> [SOURCE TEXT]:
= = = = = = =
Samuel set himself up in his dad’s garage in Whitby Ont.—his pain cave 24 hours. “It’s not my home turf setup, but it worked out even better,” he says. Leaving the garage door open, he didn’t need a fan, as the weather stayed under 10 degrees the entire ride. He even closed the garage door at one point because he was getting a bit chilly.
His dad acted as his soigneur, checking in on him—mentally and physically—and bringing him food and drink.
Planning for the ride, fuelling was Samuel’s main concern. “Going in definitely my biggest fear was not getting the nutrition right,” he says. “I knew it would be the biggest factor in determining the end result.”
“On a trainer, you’re sweating quite a bit and it’s really hard to limit liquid loss. You’re working the entire time and burning almost more than on the road because there’s no coasting.”
= = = = = = =
> [TASKS TO CARRY OUT]:
(A) From the text about Samuel's indoor trainer ride, translate this sentence into Spanish: "His dad acted as his soigneur, checking in on him—mentally and physically—and bringing him food and drink."
(B) In the text about Samuel's indoor trainer ride, what was his main concern while planning for the ride?
(C) Proceed with the text about Samuel's indoor trainer ride, writing on from its last sentence.

> [MATERIAL SHOWN]:
= = = = = = =
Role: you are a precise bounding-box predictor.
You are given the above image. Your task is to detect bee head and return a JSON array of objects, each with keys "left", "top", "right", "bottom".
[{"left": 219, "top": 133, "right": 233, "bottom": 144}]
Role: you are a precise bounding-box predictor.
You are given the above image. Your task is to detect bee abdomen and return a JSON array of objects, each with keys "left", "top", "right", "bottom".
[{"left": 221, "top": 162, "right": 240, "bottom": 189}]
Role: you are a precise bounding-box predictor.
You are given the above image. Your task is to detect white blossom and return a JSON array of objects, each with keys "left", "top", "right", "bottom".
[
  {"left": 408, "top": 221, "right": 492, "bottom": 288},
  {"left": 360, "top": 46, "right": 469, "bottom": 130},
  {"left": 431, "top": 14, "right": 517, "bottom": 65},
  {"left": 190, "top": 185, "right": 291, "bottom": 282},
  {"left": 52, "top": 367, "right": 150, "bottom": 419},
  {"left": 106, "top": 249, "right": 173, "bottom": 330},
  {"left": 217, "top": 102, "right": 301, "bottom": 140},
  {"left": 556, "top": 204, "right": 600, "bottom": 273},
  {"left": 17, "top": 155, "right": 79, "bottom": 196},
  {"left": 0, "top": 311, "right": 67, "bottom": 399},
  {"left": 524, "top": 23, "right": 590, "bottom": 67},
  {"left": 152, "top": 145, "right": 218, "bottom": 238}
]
= = = = = = =
> [EXPECTED RESPONSES]:
(A) Su padre hizo de soigneur: estaba pendiente de él, mental y físicamente, y le llevaba comida y bebida.

(B) Fueling was his main concern.

(C)
He tried to drink about a bottle every 30 minutes, although later in the ride this dwindled to about every 45 minutes to an hour. Food-wise, he ate solids for as long as he could, chowing down on bowls of oatmeal, rice and pasta. “I didn’t know what my body would do in the late stages,” says Samuel. “At about the half-way point I transitioned to bars, gels and liquid food mixes, as solids weren’t as appetizing anymore.” He could still eat bagels and bananas until about hour 15 at which point he was only taking gels and bars. By hour 22-23 the only thing Samuel wanted to eat was ice cream sandwiches. In the end, he burnt more than 18,000 calories—an incredibly huge energy expenditure. To put that in perspective, 18,000 calories is: 11 medium Domino’s cheese pizzas,
Or, 44 butter tarts,
Or, 75 Clif bars,
Or, 202 bananas,
Or, 13.5 large bags of Doritos,
Or, 180 gels,
Or, 113 ice cream sandwiches.
Surprisingly, he didn’t need much caffeine. He had weaned himself off of it the week before the event, and ended up having only 100 mg around 6 am and 100 mg at noon, about the equivalent of 2.5 shots of espresso.
Samuel kept his energy up by listening to EDM (“I’m 100 per cent an electronic person.”), chatting with friends and playing games on his phone. Zwift requires a lot of RAM and his older computer can barely power the program itself, much less another window for a streaming service. “I watched my avatar the entire 24 hours,” says Samuel with an empty chuckle.
Pushing through it
“There are so many things you don’t think about until you’re hours into the ride,” says Samuel. He had no aero bars and his hands inflated to two or three times their regular size. His ankle muscles hurt from the repetitive pedalling movement and his neck was cramped and sore. “It’s the little things that added up,” he says.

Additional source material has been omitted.